__STUDY TEXT__.
•••

Be cautious outside, heat exhaustion and heat stroke can strike at any time

Posted at 3:49 PM, Jul 27, 2016
and last updated 2016-07-27 18:58:39-04

With rising temperatures in Kern County, it is important to know the differences between heat stroke and heat exhaustion.

According to WebMD, heat exhaustion is a heat-related illness that can occur after being exposed to high temperatures and is usually accompanied with dehydration. There are two types, water depletion and salt depletion.

Symptoms include:

  • Confusion
  • Dark-colored urine
  • Dizziness
  • Fainting
  • Fatigue
  • Headache
  • Muscle or abdominal cramps
  • Nausea, vomiting or diarrhea
  • Pale skin
  • Profuse sweating
  • Rapid heartbeat

Without taking the proper steps, heat exhaustion can progress to heat stroke and damage vital organs leading to death.

Heat stroke is the most severe form of heat-related injury. Also known as sunstroke, it can strike even with no previous heat injury. The definition, according to WebMD, is a core body temperature of 105 degrees or higher with nervous system complication stemming from exposure to high temperatures.

•••

__Excerpts from a dataset__.
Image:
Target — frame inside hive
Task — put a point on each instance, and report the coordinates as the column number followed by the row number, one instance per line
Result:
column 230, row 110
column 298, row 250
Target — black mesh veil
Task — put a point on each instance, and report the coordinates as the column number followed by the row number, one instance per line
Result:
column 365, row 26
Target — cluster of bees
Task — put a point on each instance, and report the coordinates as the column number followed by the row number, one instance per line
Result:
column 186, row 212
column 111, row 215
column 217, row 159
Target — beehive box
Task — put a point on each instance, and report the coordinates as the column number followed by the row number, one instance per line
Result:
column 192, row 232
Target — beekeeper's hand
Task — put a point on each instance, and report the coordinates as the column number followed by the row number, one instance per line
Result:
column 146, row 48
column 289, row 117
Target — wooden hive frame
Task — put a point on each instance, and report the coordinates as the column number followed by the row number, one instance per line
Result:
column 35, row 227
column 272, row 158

•••

__WHAT TO WORK ON__.
1. Answer these questions about the article on heat exhaustion and heat stroke:
(a) What are the two types of heat exhaustion?
(b) What other name is heat stroke known by?
(c) According to WebMD, what core body temperature is part of the definition of heat stroke?
2. Continue the article on heat exhaustion and heat stroke from the point where it stops.

__TASK ANSWERS__.
1.
(a) Water depletion and salt depletion.
(b) Sunstroke.
(c) 105 degrees or higher.

2.
Symptoms include:

  • A core body temperature of 105 degrees or greater
  • Fainting
  • Throbbing headache
  • Dizziness or light-headedness
  • Lack of sweating despite heat
  • Red, hot and/or dry skin
  • Muscle weakness or cramps
  • Nausea and vomiting
  • Rapid heartbeat, which may be strong or weak
  • Behavioral changes such as confusion, disorientation, staggering
  • Seizures
  • Unconsciousness

Treatment for heat exhaustion includes drinking plenty of fluids (excluding caffeine and alcohol), removing any tight or unnecessary clothing, taking a cool shower or bath and applying other cooling methods like towels or fans.

If you suspect someone has heat stroke, immediately call 9-1-1 or transport that person to the hospital. Delays in seeking medical help can be fatal.